• Article
* begin *
The Friends of NSCAD group is among those unhappy with the sudden dismissal of the university’s president, Aoife Mac Namara, by its board of governors. The former president, widely described as an ally to many of the institution’s marginalized students, was fired on June 26.
“The Board offered no proper justification for such extreme action, citing only ‘personnel’ matters,” says the petition Friends of NSCAD launched, calling for the board to be fired and Mac Namara rehired. “Dr. Mac Namara was in the process of implementing significant and much needed positive change at NSCAD, including initiating a project to recognize and redress systemic and structural racism at all levels of the university.”
Brody Weaver and Wren Tian-Morris, who are students at NSCAD and members of Friends of NSCAD, hosted a Zoom meeting on Wednesday to talk about the state of things at the art school. They said Mac Namara was passionate, committed to disability justice and vocal about making NSCAD accessible in every facet. They said she wanted a better NSCAD.
Weaver said they don’t know why the president was fired. “And I don’t know if we are ever going to.”
* end *
[Dataset excerpts on object pointing]
* begin *
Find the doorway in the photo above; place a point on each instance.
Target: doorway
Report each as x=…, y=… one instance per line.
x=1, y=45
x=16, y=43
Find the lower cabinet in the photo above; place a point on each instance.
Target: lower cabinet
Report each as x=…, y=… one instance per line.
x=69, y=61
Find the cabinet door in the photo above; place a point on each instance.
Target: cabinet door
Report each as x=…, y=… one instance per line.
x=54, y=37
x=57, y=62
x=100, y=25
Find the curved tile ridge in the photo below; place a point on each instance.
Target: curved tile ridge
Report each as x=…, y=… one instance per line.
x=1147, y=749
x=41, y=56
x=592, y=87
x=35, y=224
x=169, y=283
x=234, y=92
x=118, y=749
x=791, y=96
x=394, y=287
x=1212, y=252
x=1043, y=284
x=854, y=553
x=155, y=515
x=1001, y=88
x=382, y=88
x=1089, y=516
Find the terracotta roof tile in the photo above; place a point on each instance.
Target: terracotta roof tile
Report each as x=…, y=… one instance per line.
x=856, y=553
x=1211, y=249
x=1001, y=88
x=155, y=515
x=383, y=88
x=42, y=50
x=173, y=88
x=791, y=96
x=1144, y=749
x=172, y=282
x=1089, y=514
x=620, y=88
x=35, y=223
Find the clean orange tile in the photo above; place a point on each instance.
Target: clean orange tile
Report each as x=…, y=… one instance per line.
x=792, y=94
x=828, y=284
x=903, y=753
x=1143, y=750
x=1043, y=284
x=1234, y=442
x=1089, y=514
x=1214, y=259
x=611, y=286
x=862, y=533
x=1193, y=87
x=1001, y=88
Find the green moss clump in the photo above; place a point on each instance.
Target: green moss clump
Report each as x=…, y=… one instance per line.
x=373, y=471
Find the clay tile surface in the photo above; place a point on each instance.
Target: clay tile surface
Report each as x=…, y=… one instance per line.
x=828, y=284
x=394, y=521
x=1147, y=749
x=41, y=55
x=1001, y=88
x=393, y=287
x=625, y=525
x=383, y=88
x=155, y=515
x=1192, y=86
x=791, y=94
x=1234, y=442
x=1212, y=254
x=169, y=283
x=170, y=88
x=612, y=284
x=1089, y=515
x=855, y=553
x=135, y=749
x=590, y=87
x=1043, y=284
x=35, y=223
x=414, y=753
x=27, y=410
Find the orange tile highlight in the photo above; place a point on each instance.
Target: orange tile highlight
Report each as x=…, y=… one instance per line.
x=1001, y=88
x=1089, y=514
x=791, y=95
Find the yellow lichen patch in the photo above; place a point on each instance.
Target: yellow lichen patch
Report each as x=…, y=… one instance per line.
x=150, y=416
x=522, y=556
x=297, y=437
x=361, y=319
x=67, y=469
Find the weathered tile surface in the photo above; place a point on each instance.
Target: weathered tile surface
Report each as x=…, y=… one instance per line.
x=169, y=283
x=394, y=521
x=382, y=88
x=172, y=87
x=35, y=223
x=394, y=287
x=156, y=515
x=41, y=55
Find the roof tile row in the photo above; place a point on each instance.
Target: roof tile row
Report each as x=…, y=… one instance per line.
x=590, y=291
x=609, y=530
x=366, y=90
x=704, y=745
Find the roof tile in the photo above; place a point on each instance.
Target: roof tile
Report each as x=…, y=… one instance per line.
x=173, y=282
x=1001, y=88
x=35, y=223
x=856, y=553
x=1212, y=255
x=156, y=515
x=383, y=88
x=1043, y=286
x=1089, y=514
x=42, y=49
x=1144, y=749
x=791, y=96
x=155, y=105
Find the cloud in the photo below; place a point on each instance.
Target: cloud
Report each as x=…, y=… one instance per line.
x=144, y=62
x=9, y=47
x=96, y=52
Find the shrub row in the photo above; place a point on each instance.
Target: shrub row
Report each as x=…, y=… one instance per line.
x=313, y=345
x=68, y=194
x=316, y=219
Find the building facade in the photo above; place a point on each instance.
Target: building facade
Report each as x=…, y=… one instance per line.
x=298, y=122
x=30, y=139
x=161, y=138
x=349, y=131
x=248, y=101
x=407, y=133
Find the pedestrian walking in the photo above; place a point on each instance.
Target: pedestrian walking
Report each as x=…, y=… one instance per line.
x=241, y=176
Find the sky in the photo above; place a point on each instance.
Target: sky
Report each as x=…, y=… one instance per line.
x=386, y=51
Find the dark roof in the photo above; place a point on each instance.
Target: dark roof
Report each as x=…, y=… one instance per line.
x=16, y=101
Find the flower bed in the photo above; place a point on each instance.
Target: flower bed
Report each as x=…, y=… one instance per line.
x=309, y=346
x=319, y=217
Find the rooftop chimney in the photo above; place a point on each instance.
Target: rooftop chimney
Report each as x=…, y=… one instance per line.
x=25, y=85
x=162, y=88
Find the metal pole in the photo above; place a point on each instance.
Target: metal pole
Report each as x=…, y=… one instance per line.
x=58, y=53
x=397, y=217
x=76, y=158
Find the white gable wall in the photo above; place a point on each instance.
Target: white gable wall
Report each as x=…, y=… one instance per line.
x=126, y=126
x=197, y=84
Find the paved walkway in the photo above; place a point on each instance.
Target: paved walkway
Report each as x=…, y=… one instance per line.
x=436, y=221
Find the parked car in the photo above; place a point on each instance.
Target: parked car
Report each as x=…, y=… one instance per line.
* end *
• Exercise set
- a) Using the NSCAD article, decide whether each statement agrees with it: (i) Mac Namara was fired on June 26. (ii) According to the petition, the board gave a detailed justification for the dismissal. (iii) The Zoom meeting was held on a Thursday. Answer yes or no for each, quoting the deciding words.
- b) Recast the paragraph of the NSCAD article beginning "Brody Weaver and Wren Tian-Morris" as a short bulleted list that keeps its main facts.
- c) From the NSCAD article, pull out the stretch from "The Friends of" through "on June 26.".

• The answers
- a)
(i) Yes: "was fired on June 26."
(ii) No: "The Board offered no proper justification for such extreme action, citing only ‘personnel’ matters"
(iii) No: "hosted a Zoom meeting on Wednesday"

- b)
- Brody Weaver and Wren Tian-Morris are NSCAD students and members of Friends of NSCAD.
- They hosted a Zoom meeting on Wednesday about the state of things at the art school.
- They called Mac Namara passionate, committed to disability justice and vocal about making NSCAD accessible in every facet.
- They said she wanted a better NSCAD.

- c)
The Friends of NSCAD group is among those unhappy with the sudden dismissal of the university’s president, Aoife Mac Namara, by its board of governors. The former president, widely described as an ally to many of the institution’s marginalized students, was fired on June 26.